TASK STATEMENT
Could you copy every entry exactly, with nothing changed?

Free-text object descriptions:
- - -

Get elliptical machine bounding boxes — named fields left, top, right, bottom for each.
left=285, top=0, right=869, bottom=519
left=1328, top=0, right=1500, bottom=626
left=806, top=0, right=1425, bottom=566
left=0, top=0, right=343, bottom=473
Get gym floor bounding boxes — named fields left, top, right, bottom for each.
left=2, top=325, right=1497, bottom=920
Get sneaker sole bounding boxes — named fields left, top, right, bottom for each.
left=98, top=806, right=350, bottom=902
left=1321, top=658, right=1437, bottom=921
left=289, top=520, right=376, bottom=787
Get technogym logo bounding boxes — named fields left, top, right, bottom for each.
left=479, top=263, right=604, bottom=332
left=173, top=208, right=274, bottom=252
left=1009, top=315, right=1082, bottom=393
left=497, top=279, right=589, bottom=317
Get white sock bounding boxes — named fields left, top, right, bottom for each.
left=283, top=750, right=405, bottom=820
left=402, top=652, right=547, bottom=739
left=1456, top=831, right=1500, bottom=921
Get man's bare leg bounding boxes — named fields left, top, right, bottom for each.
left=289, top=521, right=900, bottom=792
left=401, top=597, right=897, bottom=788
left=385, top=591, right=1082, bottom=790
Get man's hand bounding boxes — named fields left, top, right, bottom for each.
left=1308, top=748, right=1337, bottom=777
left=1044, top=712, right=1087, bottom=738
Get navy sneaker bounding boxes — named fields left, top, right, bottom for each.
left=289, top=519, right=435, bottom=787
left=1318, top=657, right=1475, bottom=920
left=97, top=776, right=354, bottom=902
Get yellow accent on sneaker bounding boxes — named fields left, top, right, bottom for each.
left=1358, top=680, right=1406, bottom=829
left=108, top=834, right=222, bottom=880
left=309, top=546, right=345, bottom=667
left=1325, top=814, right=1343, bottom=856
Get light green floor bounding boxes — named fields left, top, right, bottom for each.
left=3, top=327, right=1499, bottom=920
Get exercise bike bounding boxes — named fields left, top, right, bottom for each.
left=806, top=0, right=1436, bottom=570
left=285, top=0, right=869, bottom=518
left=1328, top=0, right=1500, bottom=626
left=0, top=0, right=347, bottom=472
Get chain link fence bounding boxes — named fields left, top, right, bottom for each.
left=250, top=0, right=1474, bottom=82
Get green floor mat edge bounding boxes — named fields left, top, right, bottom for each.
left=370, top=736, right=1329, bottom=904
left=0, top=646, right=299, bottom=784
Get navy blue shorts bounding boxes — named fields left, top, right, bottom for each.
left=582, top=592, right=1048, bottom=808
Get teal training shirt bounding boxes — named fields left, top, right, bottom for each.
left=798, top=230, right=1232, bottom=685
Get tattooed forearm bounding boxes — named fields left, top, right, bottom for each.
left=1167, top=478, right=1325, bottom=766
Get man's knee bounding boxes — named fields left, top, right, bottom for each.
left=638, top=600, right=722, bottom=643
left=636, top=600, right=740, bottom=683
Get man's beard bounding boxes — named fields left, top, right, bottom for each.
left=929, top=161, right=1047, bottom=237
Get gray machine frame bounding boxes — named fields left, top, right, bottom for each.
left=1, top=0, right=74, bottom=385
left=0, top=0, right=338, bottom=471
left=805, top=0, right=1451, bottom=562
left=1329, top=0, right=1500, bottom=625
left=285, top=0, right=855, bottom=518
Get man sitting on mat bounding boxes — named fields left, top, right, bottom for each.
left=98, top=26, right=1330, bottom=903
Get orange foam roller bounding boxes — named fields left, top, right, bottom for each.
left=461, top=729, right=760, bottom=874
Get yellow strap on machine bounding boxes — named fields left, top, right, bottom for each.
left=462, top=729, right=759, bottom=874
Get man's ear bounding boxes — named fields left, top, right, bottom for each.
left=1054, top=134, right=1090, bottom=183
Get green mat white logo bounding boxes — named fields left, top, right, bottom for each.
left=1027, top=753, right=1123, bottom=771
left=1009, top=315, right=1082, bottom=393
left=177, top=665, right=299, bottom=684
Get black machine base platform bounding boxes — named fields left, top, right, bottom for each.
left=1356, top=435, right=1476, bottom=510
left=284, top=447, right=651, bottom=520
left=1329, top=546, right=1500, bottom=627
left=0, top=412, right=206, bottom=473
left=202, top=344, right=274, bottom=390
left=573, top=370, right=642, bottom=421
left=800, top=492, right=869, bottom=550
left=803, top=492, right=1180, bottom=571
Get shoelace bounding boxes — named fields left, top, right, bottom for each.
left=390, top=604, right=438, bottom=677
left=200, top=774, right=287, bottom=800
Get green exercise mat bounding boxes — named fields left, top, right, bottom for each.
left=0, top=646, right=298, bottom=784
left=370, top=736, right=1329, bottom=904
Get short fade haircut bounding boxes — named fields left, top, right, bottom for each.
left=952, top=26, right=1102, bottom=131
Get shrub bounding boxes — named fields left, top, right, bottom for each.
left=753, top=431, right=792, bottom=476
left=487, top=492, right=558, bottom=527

- - -

RESULT OF THIS EXERCISE
Get elliptical machine bounding boxes — named fields left, top, right, bottom for each.
left=285, top=0, right=869, bottom=519
left=1328, top=0, right=1500, bottom=626
left=806, top=0, right=1425, bottom=566
left=0, top=0, right=343, bottom=473
Get gym floor bounding boxes — named fields left, top, right, bottom for each.
left=2, top=325, right=1497, bottom=920
Get sneaker sole bounding boxes — named fields left, top, right, bottom for each.
left=98, top=806, right=350, bottom=902
left=1321, top=658, right=1437, bottom=921
left=289, top=520, right=376, bottom=787
Get technogym logo bounding boxes — named fields left, top, right, bottom for each.
left=479, top=263, right=604, bottom=332
left=173, top=208, right=274, bottom=252
left=1009, top=315, right=1082, bottom=393
left=497, top=279, right=589, bottom=317
Get white sock bounding boxes — named fields left, top, right, bottom for each.
left=283, top=750, right=405, bottom=820
left=402, top=652, right=547, bottom=739
left=1456, top=831, right=1500, bottom=921
Get man's bare leg bounding boxes — named fields left, top, right, bottom for each.
left=289, top=521, right=900, bottom=792
left=401, top=597, right=897, bottom=788
left=385, top=591, right=1082, bottom=790
Get man's hand bounding boxes — named fields left, top, right, bottom for each.
left=1308, top=748, right=1337, bottom=777
left=1044, top=712, right=1087, bottom=738
Get navy sneaker bounding boxes — named fields left, top, right, bottom for each.
left=289, top=519, right=435, bottom=787
left=1318, top=657, right=1475, bottom=920
left=97, top=776, right=354, bottom=902
Get yellow accent on sneaker bounding boxes — named fields left, top, right, bottom for each.
left=1358, top=680, right=1406, bottom=829
left=108, top=834, right=222, bottom=880
left=309, top=546, right=345, bottom=667
left=1325, top=814, right=1343, bottom=856
Get light green floor bounding boxes — named fields left, top, right, bottom for each.
left=3, top=327, right=1499, bottom=920
Get exercise bike bounding boxes — named fields left, top, right, bottom for each.
left=806, top=0, right=1436, bottom=570
left=285, top=0, right=869, bottom=518
left=1328, top=0, right=1500, bottom=626
left=0, top=0, right=347, bottom=472
Get chain link fence bounding boxes — named fields left, top, right, bottom for each.
left=250, top=0, right=1474, bottom=82
Get green floor mat edge bounding boxes — named fields left, top, right, bottom for each.
left=370, top=736, right=1329, bottom=904
left=0, top=646, right=299, bottom=784
Get navy blue shorts bounding boxes — named fields left, top, right, bottom for each.
left=582, top=592, right=1048, bottom=808
Get teal training shirt bounding boxes — named fields left, top, right, bottom for each.
left=798, top=230, right=1232, bottom=685
Get tattooed forearm bounding boxes — named fields left, top, right, bottom for each.
left=1167, top=478, right=1325, bottom=766
Get man's knee bounding boxes — named fields left, top, right, bottom for each.
left=638, top=600, right=722, bottom=643
left=636, top=600, right=740, bottom=683
Get man's beard bounding boxes — named fields left, top, right, bottom for each.
left=929, top=161, right=1047, bottom=237
Get gray machine frame bounding boxes — named fields left, top, right, bottom for each.
left=1, top=0, right=74, bottom=385
left=0, top=0, right=338, bottom=471
left=805, top=0, right=1451, bottom=562
left=1329, top=0, right=1500, bottom=625
left=285, top=0, right=855, bottom=518
Get man sitting on mat bounding boxes — named fields left, top, right, bottom for each.
left=98, top=26, right=1330, bottom=903
Get orange foam roller bounding boxes — named fields left, top, right, bottom for each.
left=461, top=729, right=760, bottom=874
Get yellow strap on machine bounding boxes — named fields left, top, right, bottom for each.
left=462, top=729, right=759, bottom=874
Get man's ear bounding boxes — named fields left, top, right, bottom for each.
left=1054, top=134, right=1090, bottom=183
Get green mat white logo bounding boxes — named fields left, top, right, bottom for each.
left=1027, top=753, right=1123, bottom=771
left=1009, top=315, right=1082, bottom=393
left=177, top=665, right=299, bottom=684
Get black machine base platform bounding boxes — named fields left, top, right, bottom for each.
left=1356, top=435, right=1476, bottom=510
left=284, top=447, right=651, bottom=520
left=1329, top=546, right=1500, bottom=627
left=0, top=412, right=206, bottom=473
left=202, top=344, right=274, bottom=390
left=573, top=370, right=642, bottom=421
left=800, top=492, right=869, bottom=550
left=803, top=492, right=1180, bottom=571
Get shoelace bounding boxes — named fields left, top, right, bottom for each.
left=390, top=604, right=438, bottom=677
left=200, top=774, right=287, bottom=800
Get green exercise mat bounding boxes — named fields left, top, right, bottom for each.
left=0, top=646, right=298, bottom=784
left=370, top=736, right=1329, bottom=904
Get short fade haircut bounding boxes — named fields left, top, right, bottom for each.
left=952, top=26, right=1102, bottom=131
Get shrub bounding boxes — named fields left, top, right, bottom for each.
left=753, top=431, right=792, bottom=476
left=487, top=492, right=558, bottom=527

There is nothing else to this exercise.